-- Source extract start --
I'm checking with the ARM GCC folks if there's any reason behind this.
If it's just legacy, I'll propose a change on Friday (not holding my
breath, though).

cheers,
--renato

Yury Gribov

unread,
Jul 17, 2014, 7:52:32 AM7/17/14
to Tim Northover, Maxim Ostapenko, Konstantin Serebryany, Richard Earnshaw, LLVM
On 07/16/2014 11:45 AM, Tim Northover wrote:
>>> As has been mentioned several times (*), LLVM and GCC setup frame pointer to
>> point to different stack slots on ARM. GCC's fp points to stack slot holding
>> lr while LLVM's fp points at the next slot.
>
> This looks flipped from my tests. Both create an { fp, lr } struct;
> GCC sets current fp to the address of lr in that struct; LLVM sets
> current fp to the address of fp in that struct.

Right, I misread the assembly :(

>> Is this incompatibility intentional/desired or we could somehow unify GCC
>> and LLVM in this regard?
>
> What are the chances of getting GCC to change here?

Well, their logic is that as long as FP is not part of ARM ABI they can
make arbitrary choice
even if it complicates user's life. I really hope that Renato could
persuade people that
this is worth changing.

> It's entirely a
> bike-shedding argument, but there are a couple of reasons to prefer
> LLVM's choice. It's most consistent with what *is* required in the
> AArch64 ABI, and it means fp really points to the frame record, not
> some random point half way through it.

Yeah, I think everyone agrees on this.

-Y

Renato Golin

unread,
Jul 17, 2014, 9:13:36 AM7/17/14
to Yury Gribov, LLVM, Maxim Ostapenko, Konstantin Serebryany, Richard Earnshaw
On 17 July 2014 12:49, Yury Gribov <y.gr...@samsung.com> wrote:
> Well, their logic is that as long as FP is not part of ARM ABI they can make
> arbitrary choice even if it complicates user's life. I really hope that Renato could persuade
> people that this is worth changing.

So, this is a lot more complicated than it seems and the choice was
not arbitrary.

The old APCS required the frame pointer to be pointing to LR in the
stack, and due to the number of problems that it created [1], AAPCS
said "we're having none of it". With that in mind, the GCC engineers
didn't change the FP logic when they implemented AAPCS. The AArch64
AAPCS had a better description of what to do with the FP, and since it
was a new target, both GCC and LLVM engineers decided to do like any
other target instead.
-- Source extract end --
-- Provided material start --
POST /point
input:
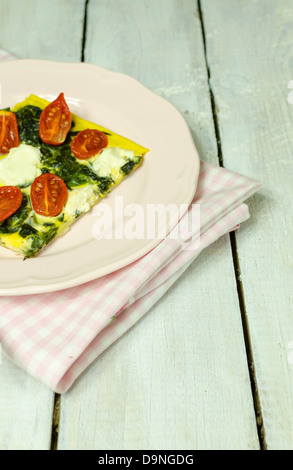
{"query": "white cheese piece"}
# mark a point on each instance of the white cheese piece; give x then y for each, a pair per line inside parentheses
(21, 166)
(80, 200)
(110, 160)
-- Provided material end --
### Required task
Carry on the mailing-list discussion above about where GCC and LLVM set the ARM frame pointer, starting right after its last sentence.

### Reply
As you may imagine, changing how the FP behaves will have an impact
not just in GCC itself, but many other tools (known and unknown) that
rely on that behaviour. So, while it's undecided and the change is
*possible*, it would need a strong argument to start that change.
Being "like the others" is not strong enough, and I agree with that.
Moreover, the AAPCS can theoretically change again, and enforce yet
another standard, where we'd have to change it all over.

For those reasons, changing ARM GCC's prologue/epilogue is probably
not happening soon.

As you probably already know, the reason why the AAPCS retreated from
controlling the FP is exactly the same as we're discussing it here.
People use it to unwind the stack. On the other hand, eliminating the
prologue when no local logic requires it is pointless and can be a big
difference in performance on devices that are already restricted by
extreme power constraints, so to produce really optimal code for ARM
you have to be able to change that.

What the AAPCS did was just to put in paper what was already true:
don't trust the prologue.

I know it's not the answer we wanted to hear, but it's a damn good
one, and one that I accept as the least costly solution. Given that
LLVM is *also* not breaking the AAPCS, I don't think it'd be a good
idea to replicate GCC's behaviour in the prologue for ARM just for the
sake of fast stack unwinding, but other people are free to disagree.

cheers,
-renato

Tim Northover

unread,
Jul 17, 2014, 9:52:25 AM7/17/14
to Renato Golin, LLVM, Maxim Ostapenko, Richard Earnshaw, Konstantin Serebryany
> I know it's not the answer we wanted to hear, but it's a damn good
> one,

It's an answer. I wouldn't go any further than that myself.

Tim.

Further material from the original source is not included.